** START OF Source document **

People very quickly began to question how in God's name the BBC was so attuned to what was going on in the legal world that it was able to charter, prepare and do all of the infrastructural preparation with these aircraft to film the bringing down of Cliff Richard. Of course, it was manifestly clear it could only have been done with the involvement of the South Yorkshire constabulary, the people who were manipulating the investigation of Cliff Richard on child abuse allegations, which, of course, he has never even been charged with, let alone tried for. Effectively, the man was shattered, his reputation was shot to shreds and he never graced a stage again as far as I know. The BBC had to fess up and it was painfully obvious what had happened: the police were attuned, shall we say, to the newsroom in the BBC and the BBC was given the privilege of passing over £250,000 of the licence fee-payers' money to absolve itself of a completely scurrilous and unfounded allegation.

** END OF Source document **
** START OF Provided data **

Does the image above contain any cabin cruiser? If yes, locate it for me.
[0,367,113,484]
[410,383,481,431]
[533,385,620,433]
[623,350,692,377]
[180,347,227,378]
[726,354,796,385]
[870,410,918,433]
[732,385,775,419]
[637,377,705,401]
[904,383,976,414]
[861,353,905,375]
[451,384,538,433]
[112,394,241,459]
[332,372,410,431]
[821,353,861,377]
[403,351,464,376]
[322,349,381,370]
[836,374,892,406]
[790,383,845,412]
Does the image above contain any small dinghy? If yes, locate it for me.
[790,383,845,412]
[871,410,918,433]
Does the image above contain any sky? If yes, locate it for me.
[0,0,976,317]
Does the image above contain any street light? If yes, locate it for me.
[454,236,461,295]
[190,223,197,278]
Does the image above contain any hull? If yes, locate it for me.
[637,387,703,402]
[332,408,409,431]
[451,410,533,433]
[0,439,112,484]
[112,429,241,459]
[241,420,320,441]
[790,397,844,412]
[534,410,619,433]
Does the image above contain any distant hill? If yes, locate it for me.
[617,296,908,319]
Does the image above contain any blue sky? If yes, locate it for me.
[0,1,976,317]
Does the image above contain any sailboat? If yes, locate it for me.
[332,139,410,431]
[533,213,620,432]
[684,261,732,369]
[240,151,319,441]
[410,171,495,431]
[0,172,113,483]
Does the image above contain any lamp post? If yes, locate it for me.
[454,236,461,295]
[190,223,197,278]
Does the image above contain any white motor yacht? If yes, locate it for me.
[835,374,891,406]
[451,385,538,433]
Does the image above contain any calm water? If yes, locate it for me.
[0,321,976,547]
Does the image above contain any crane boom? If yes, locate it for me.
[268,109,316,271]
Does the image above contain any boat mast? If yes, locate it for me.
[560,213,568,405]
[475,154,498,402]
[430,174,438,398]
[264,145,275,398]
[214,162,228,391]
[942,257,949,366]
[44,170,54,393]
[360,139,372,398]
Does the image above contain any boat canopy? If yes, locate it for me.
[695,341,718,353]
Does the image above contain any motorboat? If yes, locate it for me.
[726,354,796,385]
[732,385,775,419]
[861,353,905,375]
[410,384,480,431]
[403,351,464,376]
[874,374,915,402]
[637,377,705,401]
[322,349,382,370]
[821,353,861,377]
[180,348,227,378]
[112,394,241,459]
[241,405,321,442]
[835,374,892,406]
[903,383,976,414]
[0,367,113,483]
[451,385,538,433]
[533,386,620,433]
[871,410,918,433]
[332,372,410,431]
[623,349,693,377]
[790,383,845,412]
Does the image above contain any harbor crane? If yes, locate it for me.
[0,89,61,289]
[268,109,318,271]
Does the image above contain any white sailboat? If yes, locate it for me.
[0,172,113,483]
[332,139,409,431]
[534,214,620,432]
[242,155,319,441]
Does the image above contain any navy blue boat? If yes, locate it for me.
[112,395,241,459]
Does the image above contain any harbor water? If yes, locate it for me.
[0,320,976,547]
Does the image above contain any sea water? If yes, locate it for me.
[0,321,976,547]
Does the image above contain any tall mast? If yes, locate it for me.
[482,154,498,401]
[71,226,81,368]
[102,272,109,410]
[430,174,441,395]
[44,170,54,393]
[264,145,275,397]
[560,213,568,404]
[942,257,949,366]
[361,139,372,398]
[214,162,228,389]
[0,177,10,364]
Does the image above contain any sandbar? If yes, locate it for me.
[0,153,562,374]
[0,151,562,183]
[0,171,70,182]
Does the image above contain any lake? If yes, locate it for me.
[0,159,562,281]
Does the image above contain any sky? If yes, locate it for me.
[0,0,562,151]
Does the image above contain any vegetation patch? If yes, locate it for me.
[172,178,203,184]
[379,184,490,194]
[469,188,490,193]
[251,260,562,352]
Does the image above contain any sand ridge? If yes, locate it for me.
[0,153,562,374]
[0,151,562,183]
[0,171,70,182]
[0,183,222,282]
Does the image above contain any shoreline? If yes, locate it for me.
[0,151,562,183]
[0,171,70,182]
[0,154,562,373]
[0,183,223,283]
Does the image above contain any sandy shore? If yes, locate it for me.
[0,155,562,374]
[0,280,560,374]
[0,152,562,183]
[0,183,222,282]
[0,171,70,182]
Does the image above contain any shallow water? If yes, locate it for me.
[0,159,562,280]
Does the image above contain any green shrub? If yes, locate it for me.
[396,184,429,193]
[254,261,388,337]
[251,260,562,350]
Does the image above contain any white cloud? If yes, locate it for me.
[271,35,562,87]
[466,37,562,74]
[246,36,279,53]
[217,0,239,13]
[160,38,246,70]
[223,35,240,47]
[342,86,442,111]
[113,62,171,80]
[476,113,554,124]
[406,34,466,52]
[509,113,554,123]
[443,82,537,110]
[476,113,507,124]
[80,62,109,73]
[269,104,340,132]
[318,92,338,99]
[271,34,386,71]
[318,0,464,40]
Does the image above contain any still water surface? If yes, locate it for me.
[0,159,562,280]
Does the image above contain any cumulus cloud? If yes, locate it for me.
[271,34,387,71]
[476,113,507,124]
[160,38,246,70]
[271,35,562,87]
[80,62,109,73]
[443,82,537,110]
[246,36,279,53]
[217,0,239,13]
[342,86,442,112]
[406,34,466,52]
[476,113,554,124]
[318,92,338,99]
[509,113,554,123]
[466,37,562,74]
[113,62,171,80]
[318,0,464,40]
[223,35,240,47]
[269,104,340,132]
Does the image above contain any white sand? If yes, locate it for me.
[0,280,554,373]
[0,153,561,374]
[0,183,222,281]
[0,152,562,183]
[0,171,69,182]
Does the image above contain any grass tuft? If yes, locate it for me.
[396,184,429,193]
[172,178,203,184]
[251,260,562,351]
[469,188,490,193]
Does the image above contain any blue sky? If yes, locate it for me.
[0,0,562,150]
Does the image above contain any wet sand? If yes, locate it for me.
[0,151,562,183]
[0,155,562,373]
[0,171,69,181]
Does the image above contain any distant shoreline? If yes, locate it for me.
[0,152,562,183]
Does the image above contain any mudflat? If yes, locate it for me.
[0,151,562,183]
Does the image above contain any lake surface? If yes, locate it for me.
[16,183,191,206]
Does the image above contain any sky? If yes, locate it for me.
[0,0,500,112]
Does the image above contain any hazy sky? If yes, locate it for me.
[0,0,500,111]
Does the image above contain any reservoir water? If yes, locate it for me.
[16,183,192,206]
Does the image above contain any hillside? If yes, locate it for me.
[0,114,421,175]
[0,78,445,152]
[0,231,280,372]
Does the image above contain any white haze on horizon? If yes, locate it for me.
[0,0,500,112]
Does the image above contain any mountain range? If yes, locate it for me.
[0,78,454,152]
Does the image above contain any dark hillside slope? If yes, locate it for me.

** END OF Provided data **

_Problems to solve_
(a) Reproduce verbatim the full passage above about the BBC's coverage of the Cliff Richard investigation.
(b) Pick out every line in the records above that contains the string "cloud", copying each such line in full. Treat the match as case-sensitive.

_Results_
(a)
People very quickly began to question how in God's name the BBC was so attuned to what was going on in the legal world that it was able to charter, prepare and do all of the infrastructural preparation with these aircraft to film the bringing down of Cliff Richard. Of course, it was manifestly clear it could only have been done with the involvement of the South Yorkshire constabulary, the people who were manipulating the investigation of Cliff Richard on child abuse allegations, which, of course, he has never even been charged with, let alone tried for. Effectively, the man was shattered, his reputation was shot to shreds and he never graced a stage again as far as I know. The BBC had to fess up and it was painfully obvious what had happened: the police were attuned, shall we say, to the newsroom in the BBC and the BBC was given the privilege of passing over £250,000 of the licence fee-payers' money to absolve itself of a completely scurrilous and unfounded allegation.

(b)
Does the image above contain any white cloud? If yes, locate it for me.
Does the image above contain any cumulus cloud? If yes, locate it for me.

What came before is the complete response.